**ASSIGNED TASK**
In the records below, find the line containing "Where can the ripe" and print it and every line after it exactly, through the end. Skip pictures.
EXERCISE INPUTS: Begin
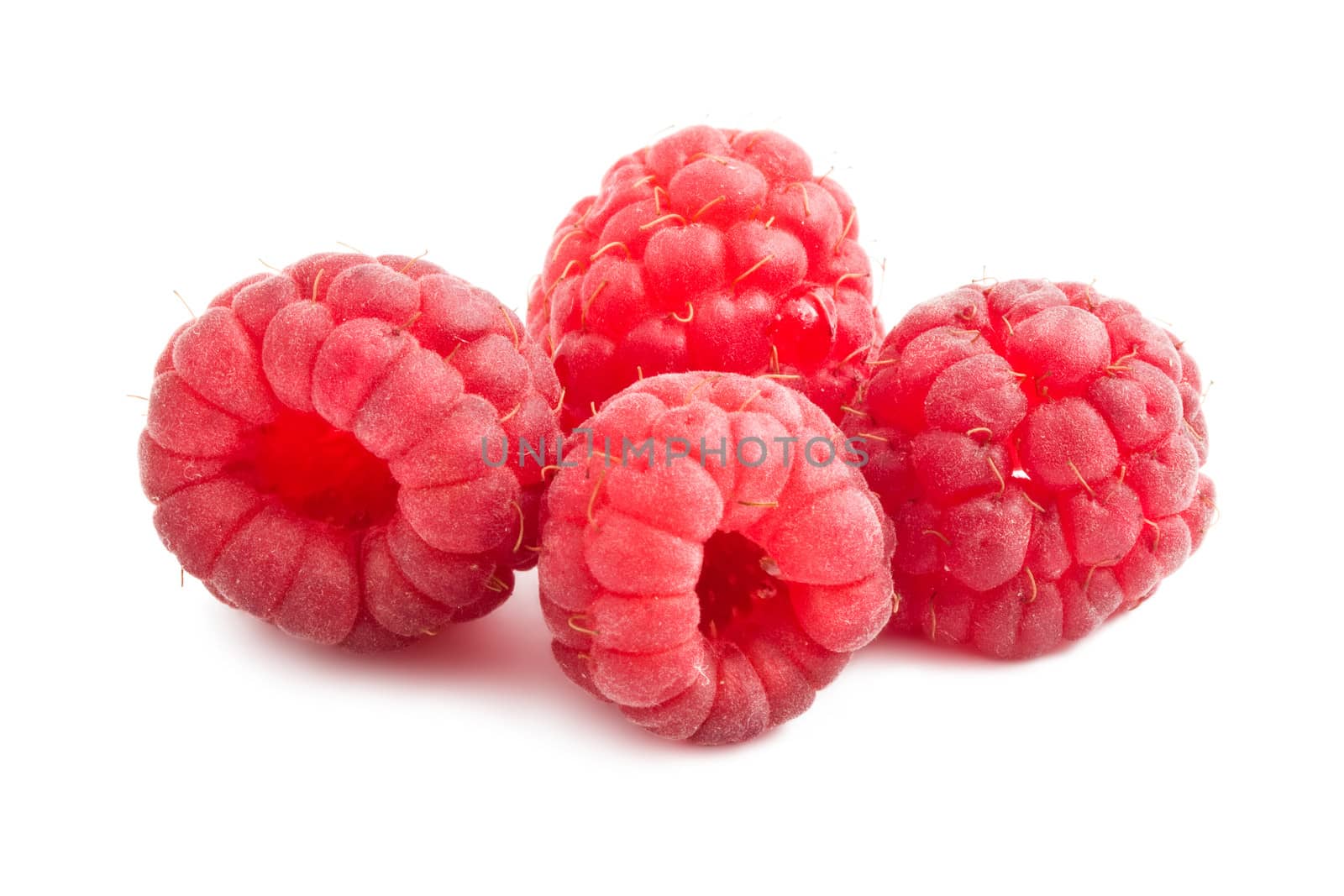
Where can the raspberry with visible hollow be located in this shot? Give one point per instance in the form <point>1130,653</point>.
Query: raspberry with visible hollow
<point>709,250</point>
<point>1039,449</point>
<point>710,595</point>
<point>313,449</point>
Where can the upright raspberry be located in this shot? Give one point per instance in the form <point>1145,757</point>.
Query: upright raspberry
<point>313,448</point>
<point>714,560</point>
<point>709,250</point>
<point>1039,450</point>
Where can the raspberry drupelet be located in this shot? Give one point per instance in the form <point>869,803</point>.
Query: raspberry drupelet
<point>1039,452</point>
<point>709,578</point>
<point>313,449</point>
<point>709,250</point>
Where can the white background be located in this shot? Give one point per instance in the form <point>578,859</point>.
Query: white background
<point>156,741</point>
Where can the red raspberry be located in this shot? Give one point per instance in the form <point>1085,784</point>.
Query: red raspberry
<point>1041,452</point>
<point>709,250</point>
<point>710,595</point>
<point>313,448</point>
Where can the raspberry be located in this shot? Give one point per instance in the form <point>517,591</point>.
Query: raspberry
<point>709,250</point>
<point>1039,449</point>
<point>710,595</point>
<point>313,448</point>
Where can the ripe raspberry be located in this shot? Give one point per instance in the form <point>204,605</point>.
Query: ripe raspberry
<point>710,595</point>
<point>1041,459</point>
<point>313,448</point>
<point>709,250</point>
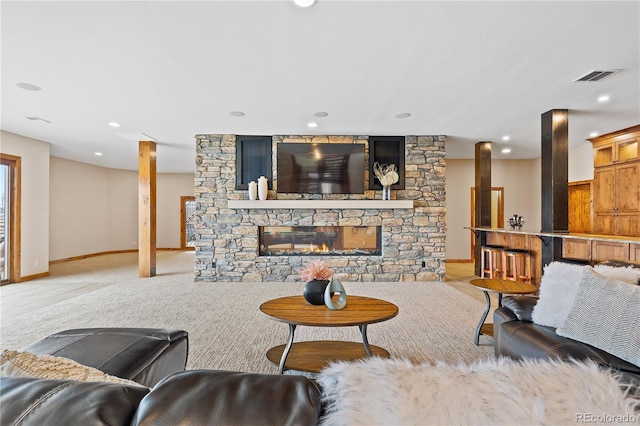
EXERCISE INPUTS: End
**SOLUTION TO THE EXERCISE**
Where can the ripe raspberry be located in this shot? Give one point per instance in the form <point>204,605</point>.
Query: ripe raspberry
<point>710,595</point>
<point>1041,459</point>
<point>313,448</point>
<point>709,250</point>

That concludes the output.